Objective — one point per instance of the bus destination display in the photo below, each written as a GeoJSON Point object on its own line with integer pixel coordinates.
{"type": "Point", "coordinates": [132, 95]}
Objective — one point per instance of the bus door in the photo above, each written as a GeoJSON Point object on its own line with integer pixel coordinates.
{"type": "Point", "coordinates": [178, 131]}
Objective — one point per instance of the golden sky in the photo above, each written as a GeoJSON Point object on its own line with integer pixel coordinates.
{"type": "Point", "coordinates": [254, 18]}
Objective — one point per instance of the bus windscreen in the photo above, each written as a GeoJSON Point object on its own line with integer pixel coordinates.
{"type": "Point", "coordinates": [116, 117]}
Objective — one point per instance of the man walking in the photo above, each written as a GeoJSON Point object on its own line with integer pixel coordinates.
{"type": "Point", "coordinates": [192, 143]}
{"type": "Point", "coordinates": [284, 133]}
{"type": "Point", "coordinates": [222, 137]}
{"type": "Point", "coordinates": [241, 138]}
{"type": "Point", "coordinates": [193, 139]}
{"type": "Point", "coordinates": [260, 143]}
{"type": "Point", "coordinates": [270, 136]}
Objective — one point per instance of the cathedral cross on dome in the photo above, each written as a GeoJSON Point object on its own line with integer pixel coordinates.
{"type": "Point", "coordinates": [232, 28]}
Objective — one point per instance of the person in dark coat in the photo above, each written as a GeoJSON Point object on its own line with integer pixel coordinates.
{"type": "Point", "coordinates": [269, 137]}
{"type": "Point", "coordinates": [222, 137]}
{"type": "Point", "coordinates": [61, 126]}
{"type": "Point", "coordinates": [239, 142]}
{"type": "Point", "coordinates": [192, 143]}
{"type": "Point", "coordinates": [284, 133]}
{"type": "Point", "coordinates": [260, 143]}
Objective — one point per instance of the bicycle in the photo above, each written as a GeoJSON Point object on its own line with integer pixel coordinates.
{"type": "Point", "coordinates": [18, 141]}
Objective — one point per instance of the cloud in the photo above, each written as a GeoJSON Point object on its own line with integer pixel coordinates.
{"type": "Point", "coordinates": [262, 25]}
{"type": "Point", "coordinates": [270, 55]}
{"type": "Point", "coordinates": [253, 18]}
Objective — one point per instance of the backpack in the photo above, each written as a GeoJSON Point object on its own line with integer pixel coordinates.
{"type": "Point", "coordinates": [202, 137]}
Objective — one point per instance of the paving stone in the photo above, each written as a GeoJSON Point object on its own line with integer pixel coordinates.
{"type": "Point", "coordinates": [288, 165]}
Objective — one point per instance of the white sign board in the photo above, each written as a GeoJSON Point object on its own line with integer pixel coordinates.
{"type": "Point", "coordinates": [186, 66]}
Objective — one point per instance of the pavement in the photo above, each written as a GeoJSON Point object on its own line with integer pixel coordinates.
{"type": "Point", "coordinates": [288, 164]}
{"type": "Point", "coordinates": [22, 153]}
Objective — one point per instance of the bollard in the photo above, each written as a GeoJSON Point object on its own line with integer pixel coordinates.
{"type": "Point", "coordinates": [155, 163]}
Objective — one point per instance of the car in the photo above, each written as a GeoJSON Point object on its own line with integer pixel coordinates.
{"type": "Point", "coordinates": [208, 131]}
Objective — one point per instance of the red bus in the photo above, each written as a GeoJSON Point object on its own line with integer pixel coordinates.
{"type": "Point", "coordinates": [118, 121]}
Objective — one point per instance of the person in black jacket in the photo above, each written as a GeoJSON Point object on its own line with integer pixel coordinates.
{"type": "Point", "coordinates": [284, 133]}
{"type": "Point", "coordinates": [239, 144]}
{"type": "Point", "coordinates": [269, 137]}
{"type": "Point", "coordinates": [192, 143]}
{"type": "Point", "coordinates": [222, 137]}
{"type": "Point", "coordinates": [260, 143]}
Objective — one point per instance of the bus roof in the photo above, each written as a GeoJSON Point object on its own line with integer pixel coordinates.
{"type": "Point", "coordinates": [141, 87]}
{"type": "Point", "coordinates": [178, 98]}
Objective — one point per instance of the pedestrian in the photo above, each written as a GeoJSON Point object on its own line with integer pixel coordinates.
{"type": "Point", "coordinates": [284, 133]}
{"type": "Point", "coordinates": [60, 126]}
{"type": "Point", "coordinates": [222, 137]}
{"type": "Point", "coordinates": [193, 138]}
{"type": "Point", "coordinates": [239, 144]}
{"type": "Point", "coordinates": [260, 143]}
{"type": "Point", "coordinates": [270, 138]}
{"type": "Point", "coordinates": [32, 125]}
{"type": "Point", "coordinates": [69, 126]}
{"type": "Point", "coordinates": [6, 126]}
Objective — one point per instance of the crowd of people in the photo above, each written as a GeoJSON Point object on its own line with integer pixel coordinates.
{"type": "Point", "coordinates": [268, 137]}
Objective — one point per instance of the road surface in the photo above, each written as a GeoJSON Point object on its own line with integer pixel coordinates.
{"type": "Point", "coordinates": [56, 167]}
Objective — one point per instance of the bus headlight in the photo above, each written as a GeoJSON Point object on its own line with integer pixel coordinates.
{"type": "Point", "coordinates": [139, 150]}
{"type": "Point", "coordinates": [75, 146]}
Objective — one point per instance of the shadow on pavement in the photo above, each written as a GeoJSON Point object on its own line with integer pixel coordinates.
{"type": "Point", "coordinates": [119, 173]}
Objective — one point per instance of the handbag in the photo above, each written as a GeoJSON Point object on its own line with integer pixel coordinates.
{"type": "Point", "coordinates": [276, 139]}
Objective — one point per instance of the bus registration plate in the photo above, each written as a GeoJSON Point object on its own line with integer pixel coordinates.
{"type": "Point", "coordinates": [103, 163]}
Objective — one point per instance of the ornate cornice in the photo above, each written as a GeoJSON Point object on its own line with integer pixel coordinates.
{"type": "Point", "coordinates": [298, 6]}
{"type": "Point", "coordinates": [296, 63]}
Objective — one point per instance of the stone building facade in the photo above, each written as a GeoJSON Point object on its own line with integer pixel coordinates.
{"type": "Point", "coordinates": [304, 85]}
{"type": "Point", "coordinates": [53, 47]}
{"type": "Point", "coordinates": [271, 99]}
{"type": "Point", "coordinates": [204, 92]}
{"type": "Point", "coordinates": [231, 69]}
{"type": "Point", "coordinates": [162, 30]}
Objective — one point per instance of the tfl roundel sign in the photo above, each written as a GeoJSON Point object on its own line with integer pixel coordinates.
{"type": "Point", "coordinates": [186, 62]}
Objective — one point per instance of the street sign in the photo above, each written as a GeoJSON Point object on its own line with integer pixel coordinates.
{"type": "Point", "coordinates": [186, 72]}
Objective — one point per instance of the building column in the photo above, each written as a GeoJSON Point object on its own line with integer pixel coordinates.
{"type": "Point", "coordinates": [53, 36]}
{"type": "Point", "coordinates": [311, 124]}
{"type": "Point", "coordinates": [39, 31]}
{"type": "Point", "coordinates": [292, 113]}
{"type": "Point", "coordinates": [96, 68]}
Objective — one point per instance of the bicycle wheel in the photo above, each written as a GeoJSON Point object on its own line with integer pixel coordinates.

-----

■ THE TASK ■
Write out the whole listing again. Match it word for word.

■ OUTPUT OF THE EXERCISE ■
Objective — one point per instance of the bus destination display in the photo below, each written as a GeoJSON Point object on its own line with integer pixel coordinates.
{"type": "Point", "coordinates": [132, 95]}
Objective — one point per instance of the bus door in the photo above, each written as a GeoJSON Point object on its own line with integer pixel coordinates.
{"type": "Point", "coordinates": [178, 131]}
Objective — one point per instance of the golden sky in the photo above, each written as a GeoJSON Point object on its own line with integer pixel coordinates.
{"type": "Point", "coordinates": [254, 18]}
Objective — one point per instance of the bus windscreen in the photo above, each written as a GeoJSON Point object on its own line with integer pixel coordinates.
{"type": "Point", "coordinates": [116, 117]}
Objective — one point per instance of the man walking in the photo above, each written as a GeoJSON Point object on its own line with integer pixel coordinates.
{"type": "Point", "coordinates": [192, 143]}
{"type": "Point", "coordinates": [284, 133]}
{"type": "Point", "coordinates": [222, 137]}
{"type": "Point", "coordinates": [241, 138]}
{"type": "Point", "coordinates": [193, 139]}
{"type": "Point", "coordinates": [260, 143]}
{"type": "Point", "coordinates": [270, 136]}
Objective — one point per instance of the cathedral cross on dome in the photo above, each written as a GeoJSON Point object on its own line with integer pixel coordinates.
{"type": "Point", "coordinates": [232, 28]}
Objective — one point per instance of the person in dark coat in the photo above, each written as a GeoJSON Point object on its own line with integer pixel coordinates.
{"type": "Point", "coordinates": [269, 137]}
{"type": "Point", "coordinates": [222, 137]}
{"type": "Point", "coordinates": [61, 126]}
{"type": "Point", "coordinates": [239, 142]}
{"type": "Point", "coordinates": [192, 143]}
{"type": "Point", "coordinates": [284, 133]}
{"type": "Point", "coordinates": [260, 143]}
Objective — one point per instance of the bicycle in the photo above, each written as a GeoJSON Point object on its own line with integer pixel coordinates.
{"type": "Point", "coordinates": [18, 141]}
Objective — one point per instance of the cloud in the photo above, each written as a GeoJSON Point object on its own line with integer pixel coordinates.
{"type": "Point", "coordinates": [262, 25]}
{"type": "Point", "coordinates": [270, 55]}
{"type": "Point", "coordinates": [253, 18]}
Objective — one point per instance of the backpack in the photo above, each written as a GeoJSON Point object on its own line with integer pixel coordinates.
{"type": "Point", "coordinates": [202, 137]}
Objective — one point per instance of the paving stone in the photo above, each written as a GeoJSON Point object on its own line with integer pixel coordinates.
{"type": "Point", "coordinates": [288, 165]}
Objective — one point per instance of the white sign board in the photo above, each written as a GeoJSON Point object on its own line with integer pixel coordinates.
{"type": "Point", "coordinates": [186, 66]}
Objective — one point per instance of the pavement in the photo above, each written as a GeoJSON Point object on its own line with integer pixel coordinates.
{"type": "Point", "coordinates": [288, 164]}
{"type": "Point", "coordinates": [22, 153]}
Objective — one point per instance of the bollard in the photo above, each written as a GeoJSON Point object on its own line with integer pixel coordinates.
{"type": "Point", "coordinates": [155, 163]}
Objective — one point per instance of the car in the photo above, each written as a GeoJSON Point object on its own line with integer pixel coordinates.
{"type": "Point", "coordinates": [208, 131]}
Objective — one point per instance of the red bus in the photo above, each written as a GeoJSON Point object on its own line with integer pixel coordinates.
{"type": "Point", "coordinates": [118, 121]}
Objective — one point per instance of the person in black jacket in the photo above, each written as a GeoJSON Point object on its own line with integer pixel coordinates.
{"type": "Point", "coordinates": [284, 133]}
{"type": "Point", "coordinates": [239, 144]}
{"type": "Point", "coordinates": [269, 137]}
{"type": "Point", "coordinates": [192, 143]}
{"type": "Point", "coordinates": [222, 137]}
{"type": "Point", "coordinates": [260, 143]}
Objective — one point per instance of the bus roof in the photo above, each written as a GeoJSON Point object on its own line with integer pixel coordinates.
{"type": "Point", "coordinates": [141, 87]}
{"type": "Point", "coordinates": [178, 98]}
Objective — one point per instance of the pedestrian in the photo above, each written as a GeoJSON Point object on its own line with integer pixel coordinates.
{"type": "Point", "coordinates": [284, 133]}
{"type": "Point", "coordinates": [60, 126]}
{"type": "Point", "coordinates": [222, 137]}
{"type": "Point", "coordinates": [193, 138]}
{"type": "Point", "coordinates": [239, 144]}
{"type": "Point", "coordinates": [260, 143]}
{"type": "Point", "coordinates": [270, 138]}
{"type": "Point", "coordinates": [32, 125]}
{"type": "Point", "coordinates": [69, 126]}
{"type": "Point", "coordinates": [6, 126]}
Objective — one point per instance of the crowd of people in the photo above, each written as a GeoJSON Point object on its own line with integer pixel coordinates.
{"type": "Point", "coordinates": [268, 137]}
Objective — one point per instance of the road surface in the photo above, each written as a GeoJSON Point object on its own line with integer pixel coordinates.
{"type": "Point", "coordinates": [56, 167]}
Objective — one point per instance of the bus headlight in the photo above, each written as a GeoJSON Point object on its own line with integer pixel coordinates.
{"type": "Point", "coordinates": [139, 150]}
{"type": "Point", "coordinates": [75, 146]}
Objective — one point per instance of the shadow on pavement in the photo above, each written as a GeoJSON Point object on its own line with integer pixel coordinates.
{"type": "Point", "coordinates": [119, 173]}
Objective — one point per instance of the handbag in the photo above, each written as a GeoJSON Point object on its own line with integer pixel coordinates.
{"type": "Point", "coordinates": [276, 139]}
Objective — one point per instance of the bus registration plate in the photo above, each written as a GeoJSON Point object on its own line with integer pixel coordinates.
{"type": "Point", "coordinates": [103, 163]}
Objective — one point per instance of the ornate cornice in the photo above, each written as a GeoJSON Point object on its own line with integer pixel coordinates.
{"type": "Point", "coordinates": [298, 6]}
{"type": "Point", "coordinates": [296, 63]}
Objective — one point per instance of the stone building facade in the photo above, each written as a GeoJSON Point object on its own line with integer pixel coordinates.
{"type": "Point", "coordinates": [304, 85]}
{"type": "Point", "coordinates": [53, 47]}
{"type": "Point", "coordinates": [271, 99]}
{"type": "Point", "coordinates": [204, 92]}
{"type": "Point", "coordinates": [231, 69]}
{"type": "Point", "coordinates": [162, 30]}
Objective — one point per instance of the tfl roundel sign in the photo above, each written as a GeoJSON Point object on its own line with integer pixel coordinates.
{"type": "Point", "coordinates": [186, 62]}
Objective — one point per instance of the street sign in the photo above, each written as a GeoJSON Point object on its own line with integer pixel coordinates.
{"type": "Point", "coordinates": [186, 72]}
Objective — one point per instance of the building column in the photo above, each written as a GeoJSON Point object on its own line with integer pixel coordinates.
{"type": "Point", "coordinates": [53, 36]}
{"type": "Point", "coordinates": [311, 124]}
{"type": "Point", "coordinates": [39, 31]}
{"type": "Point", "coordinates": [292, 113]}
{"type": "Point", "coordinates": [96, 68]}
Objective — one point per instance of the bicycle wheel in the photo above, each written as a GeoJSON Point object on its own line with integer pixel coordinates.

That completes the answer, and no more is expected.